### Study text
========

Spy Agencies Fear Some Applicants Are Terrorists

I am not surprised to see any of this. There should be a screening process that weeds out the "bad apples" so I would hope that it does a more than adequate job of catching questionable applicants.

"WASHINGTON — U.S. counterintelligence officials are increasingly concerned that Al Qaeda sympathizers or operatives may have tried to get jobs at the CIA (news - web sites) and other U.S. agencies in an effort to spy on American counterterrorist efforts.

So far, about 40 Americans who sought positions at U.S. intelligence agencies have been red-flagged and turned away for possible ties to terrorist groups, the officials said. Several such applicants have been detected at the CIA.

"We think terrorist organizations have tried to insinuate people into our hiring pools," said Barry Royden, a 39-year CIA veteran who is a counterintelligence instructor at the agency.

Also, three senior counterintelligence officials said they feared terrorist groups may be trying to place an "insider" in America's fast-growing counterterrorist planning and operational networks as part of a long-term strategy to compromise U.S. intelligence efforts.

But unlike Royden, the officials added that it was still unclear if anyone had been assigned to infiltrate U.S. intelligence to commit espionage for a terrorist group. No one has been arrested, and no one has been linked to any new "sleeper cell" of suspected terrorists in America.

Royden's remarks came at a national conference on counterintelligence held over the weekend at Texas A&M University. Other counterintelligence officials were interviewed separately.

The officials said that those who had come under suspicion were filtered out during the application process for providing false information, failing lie detector tests, applying to multiple spy services or flunking other parts of the application procedure."


The prompt for this concern is a combination of things, but when I read this it got my attention.

"But fear of possible penetration has grown because of what one official called "an intense competition" among America's intelligence, military and contractor organizations.

========

### Data excerpts
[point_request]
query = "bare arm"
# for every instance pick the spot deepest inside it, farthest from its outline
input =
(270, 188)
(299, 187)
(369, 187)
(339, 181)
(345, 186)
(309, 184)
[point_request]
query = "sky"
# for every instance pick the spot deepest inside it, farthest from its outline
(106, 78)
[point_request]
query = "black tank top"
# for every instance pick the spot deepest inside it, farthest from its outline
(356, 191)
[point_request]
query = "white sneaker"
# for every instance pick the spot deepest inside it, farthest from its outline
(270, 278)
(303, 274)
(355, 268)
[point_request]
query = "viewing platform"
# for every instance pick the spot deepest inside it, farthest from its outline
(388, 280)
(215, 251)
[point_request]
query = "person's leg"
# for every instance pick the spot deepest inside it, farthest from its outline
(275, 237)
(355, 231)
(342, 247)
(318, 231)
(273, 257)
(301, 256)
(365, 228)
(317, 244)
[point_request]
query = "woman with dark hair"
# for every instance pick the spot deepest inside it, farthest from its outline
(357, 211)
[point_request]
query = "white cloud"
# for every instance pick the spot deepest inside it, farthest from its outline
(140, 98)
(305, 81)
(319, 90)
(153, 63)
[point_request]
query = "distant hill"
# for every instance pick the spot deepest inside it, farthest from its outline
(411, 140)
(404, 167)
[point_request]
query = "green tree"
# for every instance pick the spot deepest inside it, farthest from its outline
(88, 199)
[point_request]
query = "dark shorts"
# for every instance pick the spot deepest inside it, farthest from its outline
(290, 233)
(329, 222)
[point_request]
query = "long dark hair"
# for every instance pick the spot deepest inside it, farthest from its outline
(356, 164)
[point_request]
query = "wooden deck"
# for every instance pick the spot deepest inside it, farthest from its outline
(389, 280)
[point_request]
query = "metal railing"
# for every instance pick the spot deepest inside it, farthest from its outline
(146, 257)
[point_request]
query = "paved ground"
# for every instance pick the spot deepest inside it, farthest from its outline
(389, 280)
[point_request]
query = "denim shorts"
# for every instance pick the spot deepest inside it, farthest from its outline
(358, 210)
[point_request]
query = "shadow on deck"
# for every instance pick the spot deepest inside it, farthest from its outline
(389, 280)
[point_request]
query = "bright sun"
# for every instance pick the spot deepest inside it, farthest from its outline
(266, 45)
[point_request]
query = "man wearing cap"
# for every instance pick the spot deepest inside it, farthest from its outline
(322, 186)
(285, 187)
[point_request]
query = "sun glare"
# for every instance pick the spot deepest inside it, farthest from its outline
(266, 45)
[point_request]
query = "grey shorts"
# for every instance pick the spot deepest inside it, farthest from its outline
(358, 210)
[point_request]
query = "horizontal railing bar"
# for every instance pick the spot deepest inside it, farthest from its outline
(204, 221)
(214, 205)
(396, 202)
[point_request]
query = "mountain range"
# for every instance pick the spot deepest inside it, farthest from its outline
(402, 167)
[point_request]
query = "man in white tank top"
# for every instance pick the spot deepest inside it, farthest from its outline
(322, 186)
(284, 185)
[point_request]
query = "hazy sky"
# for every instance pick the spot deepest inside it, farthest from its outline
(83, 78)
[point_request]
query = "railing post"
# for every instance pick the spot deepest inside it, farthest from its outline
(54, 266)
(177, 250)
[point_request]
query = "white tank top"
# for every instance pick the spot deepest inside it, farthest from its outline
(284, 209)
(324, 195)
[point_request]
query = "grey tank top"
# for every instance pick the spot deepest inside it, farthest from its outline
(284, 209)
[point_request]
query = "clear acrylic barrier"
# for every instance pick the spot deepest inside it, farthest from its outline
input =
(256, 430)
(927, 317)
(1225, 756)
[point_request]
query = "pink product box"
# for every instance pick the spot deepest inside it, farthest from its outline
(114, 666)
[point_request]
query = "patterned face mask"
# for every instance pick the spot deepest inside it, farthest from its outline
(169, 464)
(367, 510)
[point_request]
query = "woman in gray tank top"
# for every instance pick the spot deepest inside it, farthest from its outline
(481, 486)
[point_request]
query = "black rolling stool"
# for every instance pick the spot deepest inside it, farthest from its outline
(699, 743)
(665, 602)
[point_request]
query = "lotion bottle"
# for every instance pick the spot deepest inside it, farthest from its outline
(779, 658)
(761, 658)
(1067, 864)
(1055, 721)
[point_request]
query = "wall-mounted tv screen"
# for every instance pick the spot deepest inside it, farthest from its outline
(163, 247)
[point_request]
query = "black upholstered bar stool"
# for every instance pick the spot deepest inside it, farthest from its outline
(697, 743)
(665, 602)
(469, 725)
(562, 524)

========

### Your goal
Please state how many Americans who sought positions at U.S. intelligence agencies have been red-flagged and turned away, according to the text on spy agency applicants.

### Finished task
About 40